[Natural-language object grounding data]
Content starts
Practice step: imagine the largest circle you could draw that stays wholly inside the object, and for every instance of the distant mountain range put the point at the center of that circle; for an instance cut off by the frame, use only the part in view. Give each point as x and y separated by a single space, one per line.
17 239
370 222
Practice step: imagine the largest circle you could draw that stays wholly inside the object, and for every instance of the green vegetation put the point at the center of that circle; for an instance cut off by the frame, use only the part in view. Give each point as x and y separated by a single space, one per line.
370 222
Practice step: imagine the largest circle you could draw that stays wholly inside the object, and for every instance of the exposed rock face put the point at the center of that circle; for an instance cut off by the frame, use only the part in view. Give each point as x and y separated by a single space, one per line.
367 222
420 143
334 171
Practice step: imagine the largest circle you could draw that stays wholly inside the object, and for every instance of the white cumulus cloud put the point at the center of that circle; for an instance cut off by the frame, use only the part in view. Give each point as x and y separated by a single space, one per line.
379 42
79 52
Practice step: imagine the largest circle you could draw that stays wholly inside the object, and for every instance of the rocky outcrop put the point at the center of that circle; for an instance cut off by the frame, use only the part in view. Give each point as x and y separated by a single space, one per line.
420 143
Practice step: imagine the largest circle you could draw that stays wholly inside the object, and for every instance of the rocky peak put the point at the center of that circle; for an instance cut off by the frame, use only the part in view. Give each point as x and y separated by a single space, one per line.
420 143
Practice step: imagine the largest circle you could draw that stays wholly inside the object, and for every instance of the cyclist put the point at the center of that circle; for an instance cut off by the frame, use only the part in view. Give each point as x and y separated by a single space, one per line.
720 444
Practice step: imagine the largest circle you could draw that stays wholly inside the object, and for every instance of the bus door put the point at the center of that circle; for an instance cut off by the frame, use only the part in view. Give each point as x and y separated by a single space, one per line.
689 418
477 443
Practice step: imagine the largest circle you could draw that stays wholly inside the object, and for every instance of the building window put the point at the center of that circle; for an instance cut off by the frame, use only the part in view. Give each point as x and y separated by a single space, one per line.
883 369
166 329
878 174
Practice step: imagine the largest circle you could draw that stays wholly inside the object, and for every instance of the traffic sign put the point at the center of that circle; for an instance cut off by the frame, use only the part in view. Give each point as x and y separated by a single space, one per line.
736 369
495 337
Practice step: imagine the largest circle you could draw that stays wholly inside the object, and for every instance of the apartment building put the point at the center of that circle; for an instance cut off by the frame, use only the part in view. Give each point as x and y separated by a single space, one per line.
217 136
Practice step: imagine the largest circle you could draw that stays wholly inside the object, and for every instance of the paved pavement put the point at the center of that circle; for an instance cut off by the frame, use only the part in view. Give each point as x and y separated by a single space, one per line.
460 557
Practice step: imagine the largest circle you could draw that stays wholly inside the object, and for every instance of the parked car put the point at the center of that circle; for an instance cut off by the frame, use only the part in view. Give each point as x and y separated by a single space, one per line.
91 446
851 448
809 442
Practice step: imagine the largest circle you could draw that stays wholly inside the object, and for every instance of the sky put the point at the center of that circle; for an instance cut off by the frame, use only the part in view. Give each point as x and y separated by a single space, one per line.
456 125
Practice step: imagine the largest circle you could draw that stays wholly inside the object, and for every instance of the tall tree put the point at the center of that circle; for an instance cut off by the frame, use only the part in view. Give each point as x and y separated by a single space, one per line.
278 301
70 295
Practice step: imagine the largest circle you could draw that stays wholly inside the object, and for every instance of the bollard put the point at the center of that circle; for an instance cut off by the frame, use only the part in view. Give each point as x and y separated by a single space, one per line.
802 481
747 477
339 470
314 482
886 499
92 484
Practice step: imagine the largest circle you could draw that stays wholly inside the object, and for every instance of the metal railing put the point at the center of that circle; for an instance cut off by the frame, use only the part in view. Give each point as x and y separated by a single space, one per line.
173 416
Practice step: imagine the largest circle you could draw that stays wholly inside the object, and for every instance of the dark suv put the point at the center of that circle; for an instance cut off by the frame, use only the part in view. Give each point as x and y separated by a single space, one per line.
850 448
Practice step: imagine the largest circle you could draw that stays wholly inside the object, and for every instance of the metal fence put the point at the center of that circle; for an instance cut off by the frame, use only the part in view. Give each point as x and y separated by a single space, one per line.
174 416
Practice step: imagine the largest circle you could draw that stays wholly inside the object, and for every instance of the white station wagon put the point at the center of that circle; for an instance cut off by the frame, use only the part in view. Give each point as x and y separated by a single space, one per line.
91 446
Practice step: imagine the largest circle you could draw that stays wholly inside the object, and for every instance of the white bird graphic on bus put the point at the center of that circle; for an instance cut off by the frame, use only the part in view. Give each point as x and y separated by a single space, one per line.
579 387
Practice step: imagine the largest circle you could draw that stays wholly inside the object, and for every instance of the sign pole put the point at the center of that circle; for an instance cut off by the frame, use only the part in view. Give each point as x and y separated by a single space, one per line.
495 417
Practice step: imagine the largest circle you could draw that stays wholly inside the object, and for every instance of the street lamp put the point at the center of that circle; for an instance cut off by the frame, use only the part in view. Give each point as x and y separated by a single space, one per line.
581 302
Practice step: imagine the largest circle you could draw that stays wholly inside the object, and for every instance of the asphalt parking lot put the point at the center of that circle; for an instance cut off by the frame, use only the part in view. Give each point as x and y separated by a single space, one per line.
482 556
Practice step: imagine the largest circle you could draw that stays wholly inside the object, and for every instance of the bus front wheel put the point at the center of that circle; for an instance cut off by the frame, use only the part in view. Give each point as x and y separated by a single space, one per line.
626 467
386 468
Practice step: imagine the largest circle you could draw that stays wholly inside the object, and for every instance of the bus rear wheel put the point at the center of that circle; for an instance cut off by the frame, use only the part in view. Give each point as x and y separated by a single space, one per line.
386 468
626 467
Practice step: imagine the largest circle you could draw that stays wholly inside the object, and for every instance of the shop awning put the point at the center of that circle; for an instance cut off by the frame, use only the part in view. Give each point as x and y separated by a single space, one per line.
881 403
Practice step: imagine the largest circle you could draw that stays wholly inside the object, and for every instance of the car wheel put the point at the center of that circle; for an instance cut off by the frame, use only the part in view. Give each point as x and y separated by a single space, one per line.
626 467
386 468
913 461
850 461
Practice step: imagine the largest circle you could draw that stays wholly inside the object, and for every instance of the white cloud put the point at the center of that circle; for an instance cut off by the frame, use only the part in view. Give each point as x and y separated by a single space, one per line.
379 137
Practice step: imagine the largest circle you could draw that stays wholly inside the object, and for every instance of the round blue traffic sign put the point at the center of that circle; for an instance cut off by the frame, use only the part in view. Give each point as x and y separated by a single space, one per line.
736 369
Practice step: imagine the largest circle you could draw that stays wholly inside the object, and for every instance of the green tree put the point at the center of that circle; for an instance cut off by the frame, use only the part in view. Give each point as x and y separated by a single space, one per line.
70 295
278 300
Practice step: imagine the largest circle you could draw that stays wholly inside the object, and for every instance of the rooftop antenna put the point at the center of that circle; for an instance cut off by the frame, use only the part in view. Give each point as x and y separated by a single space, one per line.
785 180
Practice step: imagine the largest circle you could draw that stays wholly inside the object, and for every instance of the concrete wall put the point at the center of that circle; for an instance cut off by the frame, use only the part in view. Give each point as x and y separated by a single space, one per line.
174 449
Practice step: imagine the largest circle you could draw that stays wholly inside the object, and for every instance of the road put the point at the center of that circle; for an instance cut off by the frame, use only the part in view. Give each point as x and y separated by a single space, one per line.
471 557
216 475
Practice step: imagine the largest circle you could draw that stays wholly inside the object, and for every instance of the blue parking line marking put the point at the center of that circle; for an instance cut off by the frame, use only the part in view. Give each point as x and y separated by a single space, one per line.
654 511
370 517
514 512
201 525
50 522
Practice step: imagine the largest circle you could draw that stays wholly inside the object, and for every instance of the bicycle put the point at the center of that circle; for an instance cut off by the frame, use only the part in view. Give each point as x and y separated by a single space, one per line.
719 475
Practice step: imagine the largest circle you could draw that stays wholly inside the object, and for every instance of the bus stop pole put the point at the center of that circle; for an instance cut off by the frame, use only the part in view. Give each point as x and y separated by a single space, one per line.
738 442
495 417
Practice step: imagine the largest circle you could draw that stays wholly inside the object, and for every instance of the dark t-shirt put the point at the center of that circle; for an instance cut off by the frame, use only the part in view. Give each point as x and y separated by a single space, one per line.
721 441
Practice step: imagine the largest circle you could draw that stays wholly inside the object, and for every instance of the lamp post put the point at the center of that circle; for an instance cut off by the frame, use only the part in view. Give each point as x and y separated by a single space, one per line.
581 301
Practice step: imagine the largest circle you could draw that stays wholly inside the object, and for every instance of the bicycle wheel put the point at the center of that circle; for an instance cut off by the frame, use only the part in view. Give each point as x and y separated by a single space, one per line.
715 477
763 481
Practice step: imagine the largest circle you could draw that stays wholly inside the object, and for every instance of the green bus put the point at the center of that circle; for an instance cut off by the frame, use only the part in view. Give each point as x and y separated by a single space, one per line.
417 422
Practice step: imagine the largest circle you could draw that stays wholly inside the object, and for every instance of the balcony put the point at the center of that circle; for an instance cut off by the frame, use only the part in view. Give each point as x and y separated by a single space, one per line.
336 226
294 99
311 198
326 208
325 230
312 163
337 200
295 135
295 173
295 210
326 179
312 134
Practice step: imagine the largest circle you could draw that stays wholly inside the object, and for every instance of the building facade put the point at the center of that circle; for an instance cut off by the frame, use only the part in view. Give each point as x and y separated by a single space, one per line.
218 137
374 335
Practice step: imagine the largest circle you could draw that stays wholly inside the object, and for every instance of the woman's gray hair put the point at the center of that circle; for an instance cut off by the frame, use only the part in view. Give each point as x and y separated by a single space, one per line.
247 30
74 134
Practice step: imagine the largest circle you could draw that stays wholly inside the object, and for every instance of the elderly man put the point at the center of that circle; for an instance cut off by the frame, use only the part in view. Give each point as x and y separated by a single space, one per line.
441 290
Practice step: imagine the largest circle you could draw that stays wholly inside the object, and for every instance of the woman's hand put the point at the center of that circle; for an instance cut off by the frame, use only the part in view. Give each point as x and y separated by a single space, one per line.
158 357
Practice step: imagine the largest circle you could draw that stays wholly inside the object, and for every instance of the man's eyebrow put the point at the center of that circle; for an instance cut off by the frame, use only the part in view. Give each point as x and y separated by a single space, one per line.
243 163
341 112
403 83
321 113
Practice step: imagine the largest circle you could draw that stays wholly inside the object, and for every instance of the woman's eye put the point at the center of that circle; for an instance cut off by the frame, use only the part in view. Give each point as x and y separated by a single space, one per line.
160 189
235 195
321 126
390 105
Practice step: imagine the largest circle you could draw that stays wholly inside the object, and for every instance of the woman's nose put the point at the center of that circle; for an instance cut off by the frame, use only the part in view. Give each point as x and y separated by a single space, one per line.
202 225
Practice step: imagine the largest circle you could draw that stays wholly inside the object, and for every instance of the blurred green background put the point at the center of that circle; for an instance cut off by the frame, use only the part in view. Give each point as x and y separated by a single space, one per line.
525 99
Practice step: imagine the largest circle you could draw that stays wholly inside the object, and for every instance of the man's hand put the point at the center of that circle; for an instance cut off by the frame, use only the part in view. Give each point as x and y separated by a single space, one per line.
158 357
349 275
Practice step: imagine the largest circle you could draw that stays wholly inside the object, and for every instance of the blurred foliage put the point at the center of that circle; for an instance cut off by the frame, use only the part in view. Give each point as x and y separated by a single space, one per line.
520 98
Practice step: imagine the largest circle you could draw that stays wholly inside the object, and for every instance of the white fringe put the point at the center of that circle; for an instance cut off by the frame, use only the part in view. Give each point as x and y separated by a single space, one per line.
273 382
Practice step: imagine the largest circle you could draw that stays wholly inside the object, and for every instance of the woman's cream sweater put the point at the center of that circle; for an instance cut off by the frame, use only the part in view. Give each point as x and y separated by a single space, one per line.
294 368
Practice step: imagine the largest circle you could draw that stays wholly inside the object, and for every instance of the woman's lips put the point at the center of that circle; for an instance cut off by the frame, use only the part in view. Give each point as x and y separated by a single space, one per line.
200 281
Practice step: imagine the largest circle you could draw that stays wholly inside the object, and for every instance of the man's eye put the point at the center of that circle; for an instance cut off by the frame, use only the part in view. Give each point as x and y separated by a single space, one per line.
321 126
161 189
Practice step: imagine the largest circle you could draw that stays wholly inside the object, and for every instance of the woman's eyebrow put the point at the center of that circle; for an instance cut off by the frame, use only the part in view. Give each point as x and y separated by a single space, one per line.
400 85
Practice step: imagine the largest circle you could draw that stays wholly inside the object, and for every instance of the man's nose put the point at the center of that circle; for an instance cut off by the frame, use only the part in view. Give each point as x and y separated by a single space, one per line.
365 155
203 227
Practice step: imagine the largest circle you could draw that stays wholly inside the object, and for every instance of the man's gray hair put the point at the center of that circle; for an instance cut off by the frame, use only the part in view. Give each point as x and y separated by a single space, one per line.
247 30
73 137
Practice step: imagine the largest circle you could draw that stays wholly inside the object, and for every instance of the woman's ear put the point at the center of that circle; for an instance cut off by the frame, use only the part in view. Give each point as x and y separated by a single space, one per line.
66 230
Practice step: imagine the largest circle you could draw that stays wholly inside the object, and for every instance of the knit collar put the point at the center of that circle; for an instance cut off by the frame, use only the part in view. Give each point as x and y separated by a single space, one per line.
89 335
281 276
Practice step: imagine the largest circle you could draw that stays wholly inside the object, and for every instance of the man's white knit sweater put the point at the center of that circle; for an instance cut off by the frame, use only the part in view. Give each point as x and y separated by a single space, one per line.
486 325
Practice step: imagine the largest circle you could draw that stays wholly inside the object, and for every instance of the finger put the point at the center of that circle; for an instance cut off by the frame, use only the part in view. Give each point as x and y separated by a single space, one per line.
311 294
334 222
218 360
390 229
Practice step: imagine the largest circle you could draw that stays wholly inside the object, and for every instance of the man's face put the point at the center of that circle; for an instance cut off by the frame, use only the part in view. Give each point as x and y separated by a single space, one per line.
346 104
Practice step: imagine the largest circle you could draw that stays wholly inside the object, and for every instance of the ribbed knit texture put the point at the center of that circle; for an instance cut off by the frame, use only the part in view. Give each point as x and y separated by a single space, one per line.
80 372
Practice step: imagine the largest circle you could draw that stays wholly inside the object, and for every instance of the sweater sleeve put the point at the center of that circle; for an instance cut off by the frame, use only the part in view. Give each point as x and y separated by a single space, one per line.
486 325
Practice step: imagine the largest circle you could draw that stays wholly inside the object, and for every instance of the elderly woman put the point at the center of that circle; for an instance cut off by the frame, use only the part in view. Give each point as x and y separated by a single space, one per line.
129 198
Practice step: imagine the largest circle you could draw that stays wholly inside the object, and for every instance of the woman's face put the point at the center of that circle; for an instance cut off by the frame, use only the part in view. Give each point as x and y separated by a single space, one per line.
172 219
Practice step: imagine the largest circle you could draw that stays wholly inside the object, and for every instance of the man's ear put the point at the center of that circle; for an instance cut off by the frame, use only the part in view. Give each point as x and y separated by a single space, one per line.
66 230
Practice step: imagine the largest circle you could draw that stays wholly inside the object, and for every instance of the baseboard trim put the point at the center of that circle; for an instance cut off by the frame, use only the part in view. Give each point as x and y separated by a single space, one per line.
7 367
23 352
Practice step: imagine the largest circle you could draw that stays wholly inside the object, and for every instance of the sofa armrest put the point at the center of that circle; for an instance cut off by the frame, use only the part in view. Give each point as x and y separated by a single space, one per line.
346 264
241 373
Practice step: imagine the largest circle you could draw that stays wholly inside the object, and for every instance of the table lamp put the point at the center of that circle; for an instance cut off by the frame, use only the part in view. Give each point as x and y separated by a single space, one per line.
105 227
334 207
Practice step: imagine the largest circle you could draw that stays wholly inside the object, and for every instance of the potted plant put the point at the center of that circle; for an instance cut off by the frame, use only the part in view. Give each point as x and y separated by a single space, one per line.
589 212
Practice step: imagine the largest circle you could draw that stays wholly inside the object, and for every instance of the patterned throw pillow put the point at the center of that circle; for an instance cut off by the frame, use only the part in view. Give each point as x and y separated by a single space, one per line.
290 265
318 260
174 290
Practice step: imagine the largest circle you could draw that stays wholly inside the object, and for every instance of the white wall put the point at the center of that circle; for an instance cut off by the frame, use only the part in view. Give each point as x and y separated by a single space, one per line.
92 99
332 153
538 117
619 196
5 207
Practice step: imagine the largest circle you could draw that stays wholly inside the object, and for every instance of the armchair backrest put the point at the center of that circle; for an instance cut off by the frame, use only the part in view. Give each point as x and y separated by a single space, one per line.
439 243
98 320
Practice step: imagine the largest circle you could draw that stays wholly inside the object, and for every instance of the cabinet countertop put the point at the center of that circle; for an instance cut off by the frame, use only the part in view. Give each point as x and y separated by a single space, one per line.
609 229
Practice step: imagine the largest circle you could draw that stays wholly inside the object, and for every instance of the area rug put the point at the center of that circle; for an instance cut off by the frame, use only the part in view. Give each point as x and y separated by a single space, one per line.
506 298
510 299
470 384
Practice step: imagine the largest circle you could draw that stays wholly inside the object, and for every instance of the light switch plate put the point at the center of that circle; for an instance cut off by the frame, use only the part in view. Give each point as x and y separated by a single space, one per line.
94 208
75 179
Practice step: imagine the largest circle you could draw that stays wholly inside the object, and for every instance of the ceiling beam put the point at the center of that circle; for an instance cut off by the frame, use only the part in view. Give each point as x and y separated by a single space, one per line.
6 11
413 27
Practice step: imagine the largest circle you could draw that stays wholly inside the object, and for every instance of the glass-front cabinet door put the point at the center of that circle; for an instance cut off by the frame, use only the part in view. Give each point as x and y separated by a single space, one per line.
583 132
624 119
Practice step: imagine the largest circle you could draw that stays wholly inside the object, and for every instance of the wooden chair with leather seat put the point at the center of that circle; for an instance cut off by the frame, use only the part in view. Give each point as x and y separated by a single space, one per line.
Content ends
Work request | Return the line that contains "of the light" along with every line after it through the end of the entries, exactly, adding nothing.

Answer for the task |
Practice step: imagine the largest circle you could draw that stays wholly inside the object, and for every instance of the light switch plate put the point at the center of that circle; for an instance cut off by the frame, use only the part in view. Give each point as x and y separated by a single space, one per line.
94 208
75 179
Practice step: imagine the largest circle you could draw that stays wholly inside the object, and for every instance of the ceiling beam put the point at the center of that circle; for an instance cut off by the frame, use only the part in view. Give each point as x and y separated by a single space, one per line.
6 11
413 27
Practice step: imagine the largest circle you could draw that stays wholly inside the object, and for every instance of the glass-front cabinet door put the point at the center of that circle; for an instance cut off by the frame, use only the part in view. Give each point as x and y separated by a single space, one per line.
583 132
624 119
Practice step: imagine the largest circle you could draw that stays wholly inside the object, and for every instance of the wooden chair with leather seat put the point at the center of that circle; for an instance cut off by the frame, use only the part in view. Give each point as x and y separated by a single space, one per line.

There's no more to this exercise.